--- Source text ---
The Creation of Music Query Documents: Framework and Implications of the HUMIRS Project

poster / demo / art installation
Authorship
  1. 1. J. Stephen Downie

    Graduate School of Library and Information Science (GSLIS) - University of Illinois, Urbana-Champaign

Work text
This plain text was ingested for the purpose of full-text search, not to preserve original formatting or readability. For the most complete copy, refer to the original conference program.

Music Information Retrieval (MIR) and Music Digital Library (MDL) are inter-related multidisciplinary research endeavors that strive to develop innovative content-based searching schemes, novel interfaces, and evolving networked delivery mechanisms in an effort to make the world’s vast store of music accessible to all. Some teams are developing “Query-by-Singing” systems (e.g., [1,2]), some “Query-by-Note” systems (e.g., [3,4]), some “Query-by-Example” systems (e.g., [5,6]), some comprehensive music recommendation and distribution systems (e.g., [7,8]), some musical analysis systems (e.g., [9,10]), and so on. Good overviews of MIR/MDL’s interdisciplinary research areas can be found in [6,11,12].
This poster outlines an ambitious music query analytic model that promises to have significant implications for the future of humanities computing. It specifically details the framework of the "Human Use of Music Information Retrieval Systems" (HUMIRS) project being initiated at the University of Illinois at Urbana-Champaign (UIUC). HUMIRS is an integral sub-component of the author's Music Information Retrieval / Music Digital Library Evaluation Project. The "Evaluation Project" has an intial four-year time-span (1 October 2003 to 30 September 2007) and is being supported via significant funding from both the Andrew W. Mellon Foundation and the National Science Foundation. The project is a co-operative undertaking involving researchers from the Graduate School of Library and Information Science, the National Center for Supercomputing Applications (NCSA), the Faculty of Music, the Music Library, Electrical Engineering and the Computer Science department of UIUC.
---
▸ **Jobs**
A. Summarize the HUMIRS abstract in two sentences.
B. According to the HUMIRS abstract, which two organizations are funding the Evaluation Project?
C. Write the next part of the HUMIRS abstract, picking up after its final sentence.
--- Supplied data ---
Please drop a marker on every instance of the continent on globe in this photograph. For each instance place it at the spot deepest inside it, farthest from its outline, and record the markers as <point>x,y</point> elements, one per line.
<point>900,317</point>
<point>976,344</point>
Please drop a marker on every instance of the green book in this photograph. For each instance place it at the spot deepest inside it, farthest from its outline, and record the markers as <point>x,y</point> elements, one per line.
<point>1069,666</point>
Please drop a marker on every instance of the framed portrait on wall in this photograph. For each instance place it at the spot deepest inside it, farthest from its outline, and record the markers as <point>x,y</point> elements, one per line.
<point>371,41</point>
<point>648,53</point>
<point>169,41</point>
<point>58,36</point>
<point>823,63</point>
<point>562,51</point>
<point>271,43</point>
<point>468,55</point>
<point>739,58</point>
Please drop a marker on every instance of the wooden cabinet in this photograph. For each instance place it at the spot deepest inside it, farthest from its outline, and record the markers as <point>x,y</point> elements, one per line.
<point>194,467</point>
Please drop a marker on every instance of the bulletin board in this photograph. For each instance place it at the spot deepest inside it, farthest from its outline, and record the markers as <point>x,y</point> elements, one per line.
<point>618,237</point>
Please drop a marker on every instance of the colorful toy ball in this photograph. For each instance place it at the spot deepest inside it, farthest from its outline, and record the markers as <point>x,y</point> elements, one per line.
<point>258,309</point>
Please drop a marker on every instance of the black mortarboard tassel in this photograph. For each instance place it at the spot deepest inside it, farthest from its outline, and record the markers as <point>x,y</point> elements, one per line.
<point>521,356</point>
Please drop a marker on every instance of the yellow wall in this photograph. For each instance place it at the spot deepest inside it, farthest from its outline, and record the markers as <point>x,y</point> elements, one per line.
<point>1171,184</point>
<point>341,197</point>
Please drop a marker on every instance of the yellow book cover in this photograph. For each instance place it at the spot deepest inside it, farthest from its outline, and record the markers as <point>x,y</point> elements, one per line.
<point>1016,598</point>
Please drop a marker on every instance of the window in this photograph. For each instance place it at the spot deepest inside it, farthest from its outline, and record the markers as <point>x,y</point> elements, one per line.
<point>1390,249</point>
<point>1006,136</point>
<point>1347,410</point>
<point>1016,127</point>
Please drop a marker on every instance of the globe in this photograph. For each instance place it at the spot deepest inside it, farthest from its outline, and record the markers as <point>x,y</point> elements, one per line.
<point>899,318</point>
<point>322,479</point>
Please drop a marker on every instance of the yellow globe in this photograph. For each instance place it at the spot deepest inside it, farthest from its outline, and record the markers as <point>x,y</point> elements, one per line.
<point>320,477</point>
---
▸ **Results for the exercise**
A. Music Information Retrieval and Music Digital Library research seeks to make the world's music accessible to all through content-based searching, new interfaces, and networked delivery, with teams building query-by-singing, query-by-note, query-by-example, recommendation, and analysis systems. The poster outlines the framework of the HUMIRS project at the University of Illinois at Urbana-Champaign, a sub-component of a four-year evaluation project funded by the Andrew W. Mellon Foundation and the National Science Foundation and carried out by researchers from several UIUC units.

B. The Andrew W. Mellon Foundation and the National Science Foundation.

C.
Current Problem
The MIR/MDL communities have long recognized the need for a scientific evaluation paradigm. A formal resolution expressing this need was passed, 16 October 2001 by the attendees of the Second International Symposium on Music Information Retrieval (ISMIR 2001). (See http://music-ir.org/mirbib2/resolution for the list of signatories.) The resolution highlights the fact that MIR/MDL research requires access to music materials consisting of inter-connected collections of symbolic (e.g., scores, MIDI, MusicXML, etc.), textual (e.g., lyrics, libretti, reviews, analyses, etc.), audio (e.g., MP3, WAV, etc.) and metadata (e.g., bibligraphic records, etc.) information. In conjunction with the requirements for the material infrastructure, the resolution emphasizes the need for a common set of formal and standardized tasks that each team can use to evaluate its system(s). This notion of standardized collections and tasks is derived from the Text Retrieval Conference (TREC) paradigm. TREC, developed over a decade ago by the National Institute of Standards and Technology (NIST), is a testing and evaluation paradigm for the text retrieval community (see http://trec.nist.gov/overview.html). Under this paradigm, each text retrieval team is given access to:
1. a standardized, large-scale test collection of text;
2. a standardized set of test queries; and,
3. a standardized evaluation of the results each team generates.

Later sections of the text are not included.